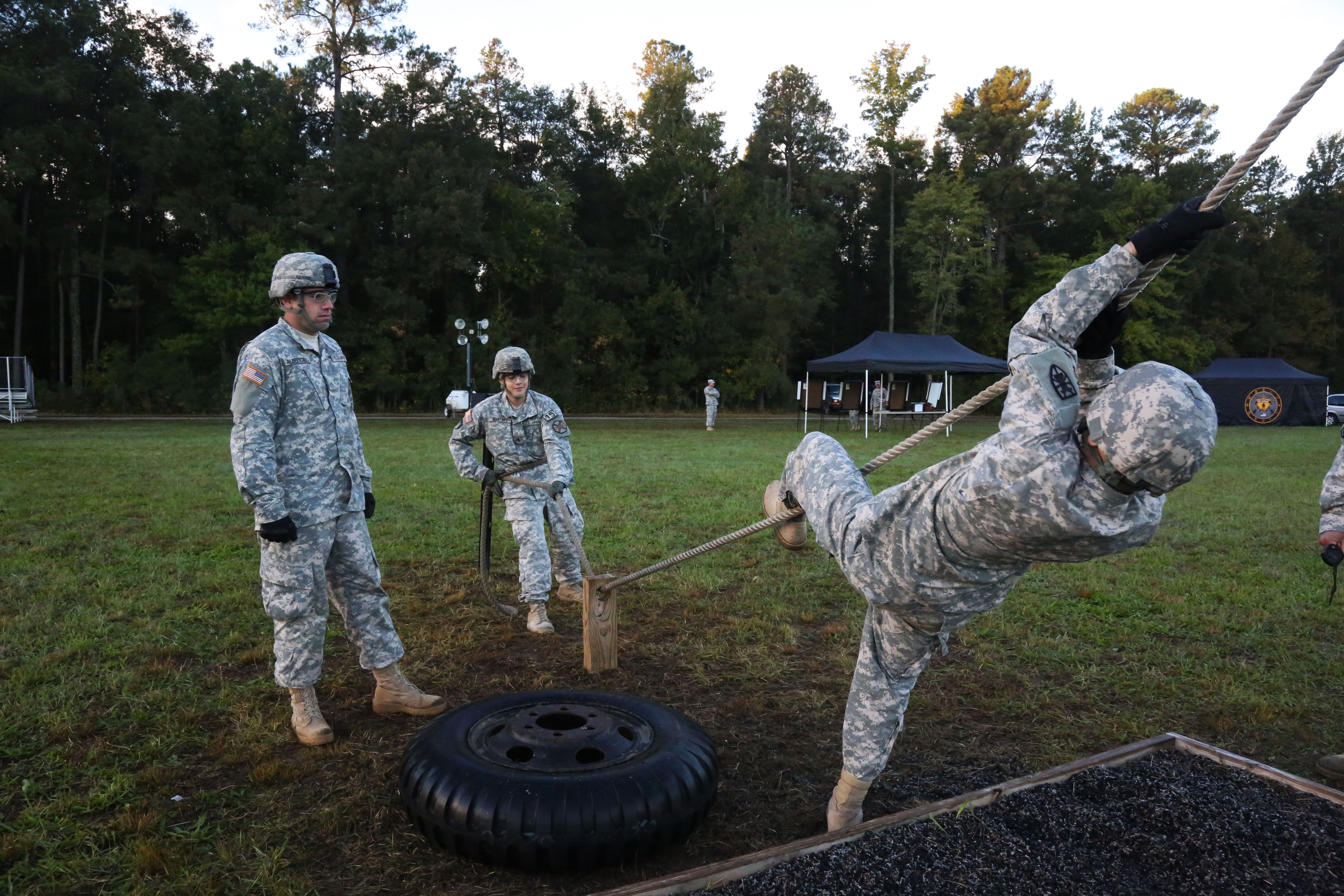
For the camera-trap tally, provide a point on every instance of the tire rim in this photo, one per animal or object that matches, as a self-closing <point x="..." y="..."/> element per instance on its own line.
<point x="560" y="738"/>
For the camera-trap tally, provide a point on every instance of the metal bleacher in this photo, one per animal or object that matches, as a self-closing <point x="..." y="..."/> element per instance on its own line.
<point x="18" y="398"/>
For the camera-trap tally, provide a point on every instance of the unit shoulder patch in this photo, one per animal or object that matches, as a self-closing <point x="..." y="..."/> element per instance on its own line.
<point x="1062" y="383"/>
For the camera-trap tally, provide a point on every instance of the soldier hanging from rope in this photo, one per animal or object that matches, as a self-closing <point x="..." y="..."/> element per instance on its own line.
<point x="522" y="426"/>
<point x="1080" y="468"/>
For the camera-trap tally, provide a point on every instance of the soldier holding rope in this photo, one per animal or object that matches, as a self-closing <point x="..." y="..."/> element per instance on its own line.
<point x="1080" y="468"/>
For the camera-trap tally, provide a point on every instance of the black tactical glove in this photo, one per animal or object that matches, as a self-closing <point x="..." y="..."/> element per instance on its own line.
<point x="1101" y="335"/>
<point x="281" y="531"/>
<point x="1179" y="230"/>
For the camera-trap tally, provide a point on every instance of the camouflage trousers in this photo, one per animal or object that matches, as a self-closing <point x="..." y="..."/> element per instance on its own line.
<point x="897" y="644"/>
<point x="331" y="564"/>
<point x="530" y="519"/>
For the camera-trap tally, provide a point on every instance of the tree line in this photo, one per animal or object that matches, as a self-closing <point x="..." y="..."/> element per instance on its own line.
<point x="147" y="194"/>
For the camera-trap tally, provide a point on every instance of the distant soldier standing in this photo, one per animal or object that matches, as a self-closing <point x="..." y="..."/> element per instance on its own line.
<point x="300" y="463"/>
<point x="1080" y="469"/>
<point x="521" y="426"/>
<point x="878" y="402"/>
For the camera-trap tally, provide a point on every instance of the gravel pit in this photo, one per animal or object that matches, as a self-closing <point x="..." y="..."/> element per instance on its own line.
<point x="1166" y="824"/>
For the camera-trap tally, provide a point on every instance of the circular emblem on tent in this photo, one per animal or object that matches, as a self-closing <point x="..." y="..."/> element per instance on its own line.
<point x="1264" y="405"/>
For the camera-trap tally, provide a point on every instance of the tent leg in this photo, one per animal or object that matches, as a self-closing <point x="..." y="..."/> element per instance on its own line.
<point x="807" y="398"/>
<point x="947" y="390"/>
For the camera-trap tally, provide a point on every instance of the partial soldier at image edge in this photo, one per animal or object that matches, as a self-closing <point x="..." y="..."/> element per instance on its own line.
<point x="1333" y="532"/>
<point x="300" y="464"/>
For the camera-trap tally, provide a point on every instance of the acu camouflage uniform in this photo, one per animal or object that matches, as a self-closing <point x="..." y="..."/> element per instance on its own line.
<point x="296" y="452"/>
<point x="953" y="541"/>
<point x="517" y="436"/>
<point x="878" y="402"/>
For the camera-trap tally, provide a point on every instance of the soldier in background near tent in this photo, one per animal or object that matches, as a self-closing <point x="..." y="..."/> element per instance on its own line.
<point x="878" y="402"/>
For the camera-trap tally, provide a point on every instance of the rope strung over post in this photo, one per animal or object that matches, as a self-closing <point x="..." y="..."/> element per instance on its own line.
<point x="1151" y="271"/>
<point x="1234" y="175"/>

_Task goal_
Recast every line of the material above as a Markdown table with the columns "Row" and "Line", numbering the rows in order and omitting blank lines. Leave the pictures out of the table.

_Response for this exercise_
| Row | Line |
|---|---|
| 1 | For the camera-trap tally, provide a point on every instance of the tire rim in this photo, one per animal or object that matches, as a self-closing <point x="..." y="..."/> element per instance on its own line. |
| 2 | <point x="560" y="738"/> |
| 3 | For the camera-trap tally, provide a point on every instance of the metal bleacher in this photo, one per animal or object that matches, as a self-closing <point x="..." y="..."/> element per instance on its own line. |
| 4 | <point x="18" y="398"/> |
| 5 | For the camera-trap tally, provide a point on every instance of the unit shoulder patch in this photo, one per animal or object that matches, as a self-closing <point x="..." y="..."/> element per instance on its own line. |
| 6 | <point x="1062" y="383"/> |
| 7 | For the camera-trap tally, provide a point on every instance of the soldier hanging from rope in this photo, one per animal or object that matches, as a self-closing <point x="..." y="..."/> element per instance on its own line. |
| 8 | <point x="522" y="426"/> |
| 9 | <point x="1080" y="468"/> |
| 10 | For the camera-trap tally, provide a point on every instance of the soldier holding rope in this photo, one per animal or object that matches, as a self-closing <point x="..." y="..."/> element per instance on its own line. |
| 11 | <point x="1080" y="468"/> |
| 12 | For the camera-trap tally, provide a point on every instance of the black tactical glove in this photo, one per animal or object that matches, as a self-closing <point x="..." y="..."/> element per instance on its own line. |
| 13 | <point x="1101" y="335"/> |
| 14 | <point x="281" y="531"/> |
| 15 | <point x="1179" y="230"/> |
| 16 | For the camera-trap tally, provide a point on every instance of the camouflage trousers in this photo, one per animal or object that matches, as a self-closing <point x="..." y="..."/> element per instance on its own line. |
| 17 | <point x="897" y="644"/> |
| 18 | <point x="331" y="564"/> |
| 19 | <point x="530" y="519"/> |
| 20 | For the camera-trap tally, provide a point on every instance of the tree line in this photo, one per animal or object that matches, as a self-closing <point x="..." y="..."/> element per instance on its own line. |
| 21 | <point x="147" y="194"/> |
| 22 | For the camera-trap tally, provide a point on every instance of the distant soldier standing in this photo, one per animal or object that matches, as a self-closing <point x="..." y="..."/> element per instance on its own line. |
| 23 | <point x="300" y="463"/> |
| 24 | <point x="1080" y="469"/> |
| 25 | <point x="521" y="426"/> |
| 26 | <point x="878" y="402"/> |
| 27 | For the camera-trap tally, provide a point on every instance of the gravel pit in this photo, one per animal or object that matches, as a self-closing <point x="..." y="..."/> element per instance on its own line. |
| 28 | <point x="1166" y="824"/> |
| 29 | For the camera-trap tally, provide a point on every instance of the circular emblem on tent in this photo, one per animal or object that matches, as a self-closing <point x="..." y="..."/> element per instance on its own line. |
| 30 | <point x="1264" y="405"/> |
| 31 | For the camera-trap tally, provide a point on every instance of the tent leg in this photo, one per animal or object that matches, as a self-closing <point x="..." y="..."/> element per instance on its own line. |
| 32 | <point x="807" y="398"/> |
| 33 | <point x="947" y="390"/> |
| 34 | For the camera-trap tally, provide a point on every instance of the partial soldier at image edge in this photo, one per animal or object that matches, as a self-closing <point x="..." y="..."/> element per instance on its own line. |
| 35 | <point x="1333" y="532"/> |
| 36 | <point x="300" y="464"/> |
| 37 | For the camera-trap tally, provide a point on every instance of the acu camouflage uniform in this photo, one per animal or object that matches, as a self-closing <point x="..." y="..."/> element per instance on its own line. |
| 38 | <point x="296" y="452"/> |
| 39 | <point x="953" y="541"/> |
| 40 | <point x="517" y="436"/> |
| 41 | <point x="878" y="402"/> |
| 42 | For the camera-trap tally, provide a point on every instance of the soldier in background near tent in this photo, one per animal or object that matches, as a self-closing <point x="..." y="..."/> element per instance on its own line. |
| 43 | <point x="878" y="402"/> |
| 44 | For the camera-trap tally, provide a point on every instance of the rope strung over post in this photo, one per animal or object that matches, as a self-closing <point x="..." y="..."/> element per instance on its own line. |
| 45 | <point x="1151" y="271"/> |
| 46 | <point x="1234" y="175"/> |